- _Problem details_:
Reproduce every one of the following records word for word, changing nothing.
_____
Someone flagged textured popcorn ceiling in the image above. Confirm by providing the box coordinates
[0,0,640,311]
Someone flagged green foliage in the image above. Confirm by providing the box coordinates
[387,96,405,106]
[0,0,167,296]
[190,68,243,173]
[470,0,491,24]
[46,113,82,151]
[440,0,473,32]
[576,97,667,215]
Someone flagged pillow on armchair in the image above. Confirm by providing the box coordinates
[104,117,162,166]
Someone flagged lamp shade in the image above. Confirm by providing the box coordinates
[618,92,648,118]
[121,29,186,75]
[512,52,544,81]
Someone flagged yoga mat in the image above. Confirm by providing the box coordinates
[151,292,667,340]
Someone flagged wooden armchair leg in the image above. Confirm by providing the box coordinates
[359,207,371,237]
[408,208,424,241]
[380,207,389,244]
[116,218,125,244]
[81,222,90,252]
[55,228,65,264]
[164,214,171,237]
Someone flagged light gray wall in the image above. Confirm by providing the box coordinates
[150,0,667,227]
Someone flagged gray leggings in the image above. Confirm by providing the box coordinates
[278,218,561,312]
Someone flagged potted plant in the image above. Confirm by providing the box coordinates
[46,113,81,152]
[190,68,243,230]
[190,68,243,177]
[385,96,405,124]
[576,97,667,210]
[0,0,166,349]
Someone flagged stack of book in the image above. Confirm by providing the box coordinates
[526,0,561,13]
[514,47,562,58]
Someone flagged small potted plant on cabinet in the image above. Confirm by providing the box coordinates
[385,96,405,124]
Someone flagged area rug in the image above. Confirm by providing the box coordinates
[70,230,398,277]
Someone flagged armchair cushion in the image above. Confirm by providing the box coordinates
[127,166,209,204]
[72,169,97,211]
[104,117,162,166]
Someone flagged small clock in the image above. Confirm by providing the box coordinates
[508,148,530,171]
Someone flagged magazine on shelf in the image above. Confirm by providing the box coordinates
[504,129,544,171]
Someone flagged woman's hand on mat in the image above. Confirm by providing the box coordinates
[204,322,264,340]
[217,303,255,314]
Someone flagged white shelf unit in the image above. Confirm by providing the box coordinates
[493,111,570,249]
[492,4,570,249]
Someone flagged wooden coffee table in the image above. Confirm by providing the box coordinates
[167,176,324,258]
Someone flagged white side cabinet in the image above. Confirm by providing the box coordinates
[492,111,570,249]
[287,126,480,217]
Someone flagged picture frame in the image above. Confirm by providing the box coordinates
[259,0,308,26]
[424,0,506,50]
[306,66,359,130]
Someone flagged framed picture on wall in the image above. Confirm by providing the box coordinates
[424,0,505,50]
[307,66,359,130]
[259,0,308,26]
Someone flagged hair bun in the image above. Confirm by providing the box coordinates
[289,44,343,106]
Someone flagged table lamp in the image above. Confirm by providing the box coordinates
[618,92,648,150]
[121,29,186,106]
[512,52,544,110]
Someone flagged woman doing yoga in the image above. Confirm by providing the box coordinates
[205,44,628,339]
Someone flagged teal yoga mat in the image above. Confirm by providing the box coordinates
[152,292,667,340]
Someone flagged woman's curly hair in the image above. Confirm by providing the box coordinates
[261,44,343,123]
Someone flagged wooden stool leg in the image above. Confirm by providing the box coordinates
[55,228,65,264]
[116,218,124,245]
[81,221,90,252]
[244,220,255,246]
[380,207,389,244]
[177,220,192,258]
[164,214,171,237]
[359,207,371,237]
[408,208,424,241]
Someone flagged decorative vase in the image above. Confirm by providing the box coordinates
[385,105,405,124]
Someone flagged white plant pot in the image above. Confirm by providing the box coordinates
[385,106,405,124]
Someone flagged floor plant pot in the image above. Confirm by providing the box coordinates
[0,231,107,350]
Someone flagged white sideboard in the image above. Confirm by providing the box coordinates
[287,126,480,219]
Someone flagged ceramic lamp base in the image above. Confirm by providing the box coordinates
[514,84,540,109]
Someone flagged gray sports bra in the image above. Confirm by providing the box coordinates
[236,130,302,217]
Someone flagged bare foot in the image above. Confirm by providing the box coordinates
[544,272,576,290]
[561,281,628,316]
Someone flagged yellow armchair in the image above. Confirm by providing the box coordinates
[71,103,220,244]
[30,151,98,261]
_____
- _Response_:
Someone flagged textured popcorn ceiling in the image above. Confirm by providing the box coordinates
[0,0,640,311]
Someone flagged green foliage in the image above. Confirm by providing the box coordinates
[387,96,405,106]
[0,0,167,296]
[190,68,243,173]
[470,0,491,24]
[46,113,82,151]
[440,0,473,32]
[576,97,667,215]
Someone flagged pillow on armchair in the image above. Confirm by providing the box coordinates
[104,117,162,166]
Someone flagged lamp shade in the image above. Confirm by providing the box coordinates
[618,92,648,118]
[121,29,186,75]
[512,52,544,81]
Someone flagged yoga mat in the image above. Confirm by providing the box coordinates
[151,292,667,340]
Someone flagged wooden armchair leg in the image above. Confirm by providing the box coordinates
[359,207,371,237]
[408,208,424,241]
[380,207,389,244]
[116,218,125,244]
[81,222,90,252]
[55,228,65,264]
[164,214,171,237]
Someone flagged light gray wall in the image above. Confirm by providing the box coordinates
[150,0,667,227]
Someone flagged gray leggings in the image above. Confirm by providing the box coordinates
[278,218,561,312]
Someone flagged potted plant in the image above. Confirm by providing the box coordinates
[46,113,81,152]
[190,68,243,230]
[190,68,243,177]
[385,96,405,124]
[576,97,667,210]
[0,0,166,349]
Someone flagged stack of book in the image above. Confirm by providing the box coordinates
[526,0,561,13]
[514,47,562,58]
Someone flagged small potted plant on cabinet in the image above. Confirm by providing the box coordinates
[385,96,405,124]
Someone flagged area rug in the image above. Confirm by providing the box coordinates
[70,230,398,277]
Someone flagged armchair cushion in the image above. Confirm by providing the box coordinates
[127,166,209,204]
[72,169,97,211]
[104,117,162,166]
Someone flagged small clock in the image above. Confirm by providing the box coordinates
[508,148,530,171]
Someone flagged magazine on shelf in the image above. Confirm by providing the box coordinates
[504,129,544,171]
Someone flagged woman's hand on mat in the image above. Confirm by providing the box coordinates
[204,322,264,340]
[217,303,255,314]
Someone flagged white shelf unit in the image above. Confirm by providing the box coordinates
[493,111,570,249]
[492,4,570,249]
Someone flagged wooden coffee table in the image above. Confirm by providing the box coordinates
[167,176,324,258]
Someone flagged white side cabinet in the image above. Confirm by providing the box coordinates
[492,111,570,249]
[287,126,480,217]
Someone flagged picture frame in the image above. Confirm by providing the box coordinates
[259,0,308,26]
[424,0,506,50]
[306,66,359,130]
Someone flagged framed picture on wall in the image above. Confirm by providing the box coordinates
[424,0,505,50]
[307,66,359,130]
[259,0,308,26]
Someone flagged hair bun in the image above. Confirm by providing the box coordinates
[289,44,343,106]
Someone flagged table lamp in the image above. Confirm by providing the box coordinates
[618,92,648,150]
[121,29,186,106]
[512,52,544,110]
Someone flagged woman doing yoga in the image above. Confirm by providing the box coordinates
[205,44,628,339]
Someone flagged teal yoga mat in the image above. Confirm by providing the box coordinates
[152,292,667,340]
Someone flagged woman's curly hair in the image above. Confirm by providing the box coordinates
[261,44,343,123]
Someone flagged wooden stool leg in the image above. Confirm by providing the box coordinates
[55,228,65,264]
[116,218,124,245]
[81,221,90,252]
[244,220,255,246]
[380,207,389,244]
[177,220,192,258]
[164,214,171,237]
[359,207,371,237]
[408,208,424,241]
Someone flagged decorative vase in the image above. Confirm by providing the box coordinates
[385,105,405,124]
Someone flagged white plant pot in the image above. Confirm by providing the box coordinates
[385,106,405,124]
Someone flagged floor plant pot in the image above. Confirm by providing the box coordinates
[0,231,107,350]
Someone flagged white sideboard in the image above. Confirm by providing the box coordinates
[287,126,480,219]
Someone flagged ceramic lamp base in the image above. Confirm by providing the box coordinates
[514,84,540,109]
Someone flagged gray sports bra in the image above. Confirm by providing the box coordinates
[236,130,302,217]
Someone flagged bare foot in the image above. Confirm by providing the box coordinates
[544,272,576,290]
[561,281,628,316]
Someone flagged yellow armchair in the image above. Confirm by providing the box coordinates
[71,103,220,244]
[30,151,98,261]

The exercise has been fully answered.